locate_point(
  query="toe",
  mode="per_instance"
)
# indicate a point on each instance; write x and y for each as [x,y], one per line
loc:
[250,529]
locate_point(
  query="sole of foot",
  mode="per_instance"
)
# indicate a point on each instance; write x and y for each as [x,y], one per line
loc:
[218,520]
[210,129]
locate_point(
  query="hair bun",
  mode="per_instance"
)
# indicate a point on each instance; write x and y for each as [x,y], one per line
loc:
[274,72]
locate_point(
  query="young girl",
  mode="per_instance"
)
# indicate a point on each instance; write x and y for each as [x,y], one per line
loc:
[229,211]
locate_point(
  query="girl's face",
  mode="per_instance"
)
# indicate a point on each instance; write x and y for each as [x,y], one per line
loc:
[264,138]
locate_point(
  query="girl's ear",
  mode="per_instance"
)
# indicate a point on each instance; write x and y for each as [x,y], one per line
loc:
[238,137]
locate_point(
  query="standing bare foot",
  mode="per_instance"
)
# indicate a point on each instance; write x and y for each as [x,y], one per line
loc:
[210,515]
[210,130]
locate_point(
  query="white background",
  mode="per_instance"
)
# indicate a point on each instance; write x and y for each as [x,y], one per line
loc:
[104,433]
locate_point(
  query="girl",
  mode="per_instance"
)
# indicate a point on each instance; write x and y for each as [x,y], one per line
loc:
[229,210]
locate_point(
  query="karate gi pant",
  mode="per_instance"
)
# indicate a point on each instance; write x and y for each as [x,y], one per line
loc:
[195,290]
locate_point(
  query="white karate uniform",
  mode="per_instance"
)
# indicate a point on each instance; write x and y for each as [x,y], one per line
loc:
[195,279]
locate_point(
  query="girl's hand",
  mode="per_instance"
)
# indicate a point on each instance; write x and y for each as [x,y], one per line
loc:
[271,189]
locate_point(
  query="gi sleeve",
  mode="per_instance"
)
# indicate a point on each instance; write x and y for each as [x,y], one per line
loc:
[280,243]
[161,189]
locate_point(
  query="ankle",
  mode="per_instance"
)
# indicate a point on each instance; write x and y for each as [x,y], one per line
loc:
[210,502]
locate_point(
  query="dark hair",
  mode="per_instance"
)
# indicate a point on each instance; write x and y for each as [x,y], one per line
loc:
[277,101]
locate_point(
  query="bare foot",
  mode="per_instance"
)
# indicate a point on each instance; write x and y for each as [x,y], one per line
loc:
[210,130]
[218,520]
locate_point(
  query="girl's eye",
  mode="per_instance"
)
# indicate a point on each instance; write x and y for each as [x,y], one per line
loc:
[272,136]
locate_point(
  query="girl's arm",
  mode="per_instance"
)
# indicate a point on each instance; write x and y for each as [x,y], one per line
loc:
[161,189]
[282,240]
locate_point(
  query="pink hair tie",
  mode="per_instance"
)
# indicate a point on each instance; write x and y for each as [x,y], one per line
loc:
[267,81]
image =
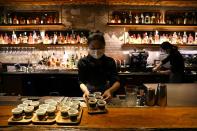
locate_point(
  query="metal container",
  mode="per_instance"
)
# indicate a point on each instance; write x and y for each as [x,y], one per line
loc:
[161,95]
[150,97]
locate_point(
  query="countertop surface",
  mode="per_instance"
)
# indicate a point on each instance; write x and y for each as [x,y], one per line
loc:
[121,117]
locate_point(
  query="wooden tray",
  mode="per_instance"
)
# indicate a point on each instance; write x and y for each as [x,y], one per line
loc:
[23,121]
[67,121]
[96,110]
[47,121]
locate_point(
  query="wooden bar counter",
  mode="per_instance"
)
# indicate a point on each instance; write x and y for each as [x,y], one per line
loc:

· · · · ·

Task statement — Pick out every line of the items above that contains the string "foot", and copy each one. Letter case counts.

Solution to the exercise —
  query="sole of foot",
  query="standing bare foot",
  query="bare foot",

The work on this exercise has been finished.